[Start of SUPPLIED TEXT]
Are you sure it's love or is it Limerence? Have a read maybe you've experienced this. For years, I thought what I was feeling was love. Intense, all-consuming, can’t-live-without-you kind of love. It hit me like a storm—heart racing, mind spinning, hanging on every word, every glance. But what I didn’t realize was that this wasn’t love at all. It was limerence.
Limerence showed up for me in many forms, but it always carried the same signature—an obsessive longing for someone who often couldn’t or wouldn’t fully show up for me. It wasn’t love.
It was a projection.
Looking back now, I see how it tied directly into attachment theory. As someone with an anxious attachment style, I often found myself drawn to avoidant partners.
The push and pull, the hot and cold, the endless cycle of craving their attention and validation—it all fed the limerence. And when I first heard the term "twin flame," it felt like an explanation, a reason for the madness.
[End of SUPPLIED TEXT]
TASK LIST
**a.** In the piece on limerence, what attachment style does the writer say they have?
**b.** Extract the passage of the piece on limerence from "Are you sure" up to and including "It was limerence.", copying it word for word.
[Start of DATA SHOWN]
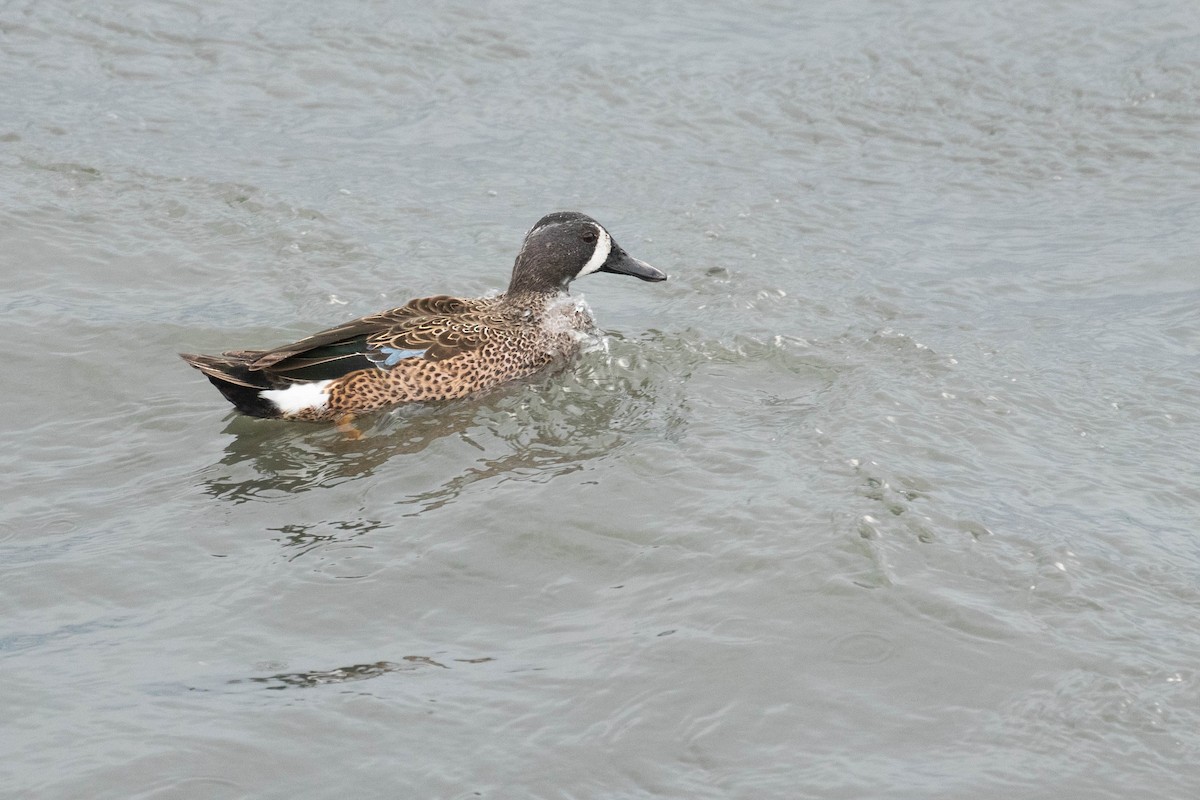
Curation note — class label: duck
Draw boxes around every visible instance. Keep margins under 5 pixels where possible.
[180,211,667,425]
[End of DATA SHOWN]
RESULTS BY TASK
**a.** An anxious attachment style.

**b.**
Are you sure it's love or is it Limerence? Have a read maybe you've experienced this. For years, I thought what I was feeling was love. Intense, all-consuming, can’t-live-without-you kind of love. It hit me like a storm—heart racing, mind spinning, hanging on every word, every glance. But what I didn’t realize was that this wasn’t love at all. It was limerence.